WHAT YOU ARE ASKED TO DO:
Present every one of the lines below as a Markdown table with the columns Row and Line, numbering each row and leaving out blank lines.

INFORMATION SHOWN:
*****
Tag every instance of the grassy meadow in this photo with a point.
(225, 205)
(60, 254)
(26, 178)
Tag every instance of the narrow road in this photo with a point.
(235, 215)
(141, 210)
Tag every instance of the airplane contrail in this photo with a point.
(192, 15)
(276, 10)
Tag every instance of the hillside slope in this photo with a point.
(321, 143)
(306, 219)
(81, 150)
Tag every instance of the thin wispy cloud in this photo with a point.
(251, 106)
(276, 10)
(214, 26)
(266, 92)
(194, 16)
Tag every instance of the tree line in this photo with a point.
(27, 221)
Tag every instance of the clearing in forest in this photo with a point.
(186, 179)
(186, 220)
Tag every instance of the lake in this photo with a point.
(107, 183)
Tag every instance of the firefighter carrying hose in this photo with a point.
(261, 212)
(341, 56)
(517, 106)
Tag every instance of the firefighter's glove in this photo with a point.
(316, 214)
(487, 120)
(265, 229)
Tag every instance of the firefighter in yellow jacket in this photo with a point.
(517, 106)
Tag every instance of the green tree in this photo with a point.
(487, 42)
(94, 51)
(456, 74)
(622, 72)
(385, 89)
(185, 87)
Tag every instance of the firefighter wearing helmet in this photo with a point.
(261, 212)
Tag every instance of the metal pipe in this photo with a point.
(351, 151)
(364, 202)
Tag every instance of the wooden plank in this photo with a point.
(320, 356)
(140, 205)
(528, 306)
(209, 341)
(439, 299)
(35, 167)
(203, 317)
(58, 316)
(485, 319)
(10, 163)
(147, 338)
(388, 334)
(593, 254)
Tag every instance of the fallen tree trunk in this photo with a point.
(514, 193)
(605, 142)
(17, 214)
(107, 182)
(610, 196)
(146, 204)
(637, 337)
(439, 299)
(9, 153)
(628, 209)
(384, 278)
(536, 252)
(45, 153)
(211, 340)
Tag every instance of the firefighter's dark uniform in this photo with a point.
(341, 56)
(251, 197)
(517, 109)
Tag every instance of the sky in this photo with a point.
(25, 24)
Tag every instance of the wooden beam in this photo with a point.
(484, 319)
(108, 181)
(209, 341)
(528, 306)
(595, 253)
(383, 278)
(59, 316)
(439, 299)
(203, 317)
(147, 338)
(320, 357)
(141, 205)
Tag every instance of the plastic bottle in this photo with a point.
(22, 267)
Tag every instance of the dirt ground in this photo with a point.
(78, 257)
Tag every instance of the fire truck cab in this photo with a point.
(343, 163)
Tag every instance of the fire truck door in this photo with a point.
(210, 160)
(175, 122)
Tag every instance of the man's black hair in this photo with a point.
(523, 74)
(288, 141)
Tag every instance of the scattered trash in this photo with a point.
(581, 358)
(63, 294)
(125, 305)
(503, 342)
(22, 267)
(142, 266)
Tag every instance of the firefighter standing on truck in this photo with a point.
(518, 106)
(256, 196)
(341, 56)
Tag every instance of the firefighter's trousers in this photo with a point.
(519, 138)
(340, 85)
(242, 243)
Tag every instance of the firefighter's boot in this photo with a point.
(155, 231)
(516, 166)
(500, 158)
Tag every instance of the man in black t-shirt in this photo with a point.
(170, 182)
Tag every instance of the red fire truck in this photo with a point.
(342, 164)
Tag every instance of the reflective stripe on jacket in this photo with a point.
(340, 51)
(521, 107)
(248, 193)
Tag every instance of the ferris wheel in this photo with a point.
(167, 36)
*****
RESPONSE TO THIS EXERCISE:
| Row | Line |
|---|---|
| 1 | Tag every instance of the grassy meadow in this photo with a point. |
| 2 | (225, 205) |
| 3 | (60, 254) |
| 4 | (26, 178) |
| 5 | Tag every instance of the narrow road in this photo with a point. |
| 6 | (235, 215) |
| 7 | (141, 210) |
| 8 | Tag every instance of the airplane contrail in this photo with a point. |
| 9 | (192, 15) |
| 10 | (276, 10) |
| 11 | Tag every instance of the hillside slope in this photo with a point. |
| 12 | (321, 143) |
| 13 | (306, 219) |
| 14 | (81, 150) |
| 15 | Tag every instance of the thin wispy cloud in this photo with a point. |
| 16 | (251, 106) |
| 17 | (276, 10) |
| 18 | (214, 26) |
| 19 | (266, 92) |
| 20 | (194, 16) |
| 21 | Tag every instance of the tree line in this photo with a point. |
| 22 | (27, 221) |
| 23 | Tag every instance of the clearing in forest in this photo with a point. |
| 24 | (186, 179) |
| 25 | (186, 220) |
| 26 | Tag every instance of the lake in this photo with a point. |
| 27 | (107, 183) |
| 28 | Tag every instance of the firefighter carrying hose in this photo with a point. |
| 29 | (261, 212) |
| 30 | (341, 56) |
| 31 | (517, 106) |
| 32 | Tag every instance of the firefighter's glove in this photo with a point. |
| 33 | (316, 214) |
| 34 | (487, 120) |
| 35 | (265, 229) |
| 36 | Tag every instance of the firefighter in yellow jacket in this photo with a point. |
| 37 | (517, 106) |
| 38 | Tag every instance of the green tree in this photo with a point. |
| 39 | (487, 42) |
| 40 | (94, 51) |
| 41 | (456, 74) |
| 42 | (622, 72) |
| 43 | (385, 89) |
| 44 | (185, 87) |
| 45 | Tag every instance of the firefighter wearing helmet in this photo with a point. |
| 46 | (261, 212) |
| 47 | Tag every instance of the metal pipe in this photo with a point. |
| 48 | (351, 151) |
| 49 | (364, 202) |
| 50 | Tag every instance of the wooden plank in this photo with a point. |
| 51 | (320, 356) |
| 52 | (140, 205) |
| 53 | (528, 306) |
| 54 | (209, 341) |
| 55 | (439, 299) |
| 56 | (35, 167) |
| 57 | (203, 317) |
| 58 | (58, 316) |
| 59 | (485, 319) |
| 60 | (10, 163) |
| 61 | (147, 338) |
| 62 | (388, 334) |
| 63 | (593, 254) |
| 64 | Tag every instance of the fallen tree trunk in this photo with a point. |
| 65 | (514, 193) |
| 66 | (605, 142) |
| 67 | (17, 214) |
| 68 | (107, 182) |
| 69 | (610, 196) |
| 70 | (146, 204) |
| 71 | (637, 337) |
| 72 | (439, 299) |
| 73 | (9, 153) |
| 74 | (628, 209) |
| 75 | (384, 278) |
| 76 | (536, 252) |
| 77 | (45, 153) |
| 78 | (211, 340) |
| 79 | Tag every instance of the firefighter's dark uniform in this photo with a point. |
| 80 | (341, 56) |
| 81 | (251, 197) |
| 82 | (517, 109) |
| 83 | Tag every instance of the sky in this photo with a point. |
| 84 | (25, 24) |
| 85 | Tag every instance of the wooden beam in this photo with a point. |
| 86 | (484, 319) |
| 87 | (108, 181) |
| 88 | (209, 341) |
| 89 | (528, 306) |
| 90 | (595, 253) |
| 91 | (383, 278) |
| 92 | (59, 316) |
| 93 | (439, 299) |
| 94 | (203, 317) |
| 95 | (147, 338) |
| 96 | (320, 357) |
| 97 | (141, 205) |
| 98 | Tag every instance of the plastic bottle in this photo with a point. |
| 99 | (22, 267) |
| 100 | Tag every instance of the dirt ground in this photo with a point. |
| 101 | (78, 257) |
| 102 | Tag every instance of the fire truck cab in this photo with a point. |
| 103 | (343, 163) |
| 104 | Tag every instance of the fire truck door in this photo with a point. |
| 105 | (210, 160) |
| 106 | (175, 122) |
| 107 | Tag every instance of the man's black hair in this photo with a point. |
| 108 | (523, 74) |
| 109 | (288, 141) |
| 110 | Tag every instance of the scattered trash in this photo with a point. |
| 111 | (581, 358) |
| 112 | (63, 294) |
| 113 | (125, 305) |
| 114 | (503, 342) |
| 115 | (22, 267) |
| 116 | (142, 266) |
| 117 | Tag every instance of the firefighter standing on truck in this photo with a point. |
| 118 | (518, 106) |
| 119 | (256, 196) |
| 120 | (341, 56) |
| 121 | Tag every instance of the firefighter's trousers in this photo with a point. |
| 122 | (519, 138) |
| 123 | (340, 85) |
| 124 | (242, 243) |
| 125 | Tag every instance of the firefighter's boot in this photo with a point. |
| 126 | (155, 231) |
| 127 | (516, 166) |
| 128 | (500, 158) |
| 129 | Tag every instance of the man in black t-shirt in this photo with a point. |
| 130 | (170, 182) |
| 131 | Tag every instance of the red fire truck in this photo with a point. |
| 132 | (342, 164) |
| 133 | Tag every instance of the reflective stripe on jacket in this photo with a point. |
| 134 | (340, 51) |
| 135 | (521, 107) |
| 136 | (248, 193) |
| 137 | Tag every instance of the ferris wheel in this photo with a point. |
| 138 | (167, 36) |